● ASSIGNMENT: Retype, word for word, only the lines from the one with "Check that every instance of the foliage" through the last line of the data below.

● INPUT DATA:
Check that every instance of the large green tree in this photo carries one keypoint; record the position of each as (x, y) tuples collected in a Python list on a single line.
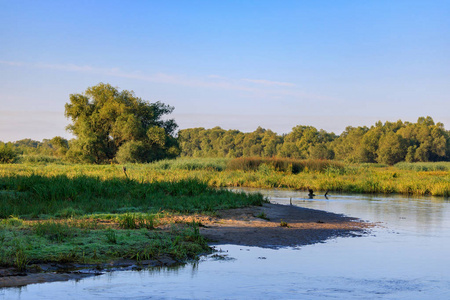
[(111, 124)]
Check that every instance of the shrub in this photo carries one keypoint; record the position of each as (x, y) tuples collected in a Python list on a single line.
[(8, 154)]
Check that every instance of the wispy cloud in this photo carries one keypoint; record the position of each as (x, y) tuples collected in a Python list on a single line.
[(269, 83), (253, 87)]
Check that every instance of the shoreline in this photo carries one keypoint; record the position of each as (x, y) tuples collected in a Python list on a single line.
[(242, 226)]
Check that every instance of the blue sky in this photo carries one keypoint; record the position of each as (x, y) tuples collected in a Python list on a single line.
[(234, 64)]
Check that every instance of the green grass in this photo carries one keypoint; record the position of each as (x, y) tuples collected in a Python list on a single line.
[(66, 242), (90, 214), (34, 196)]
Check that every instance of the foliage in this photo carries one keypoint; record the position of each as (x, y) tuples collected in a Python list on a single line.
[(7, 153), (287, 165), (109, 122), (388, 143), (35, 195)]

● RESPONSE TO THE TASK:
Check that every instance of the foliage in this photo carries one keypoint; record the position of each as (x, y) tuples collected in a Python list on a single line.
[(7, 153), (287, 165), (109, 122), (388, 143), (35, 195)]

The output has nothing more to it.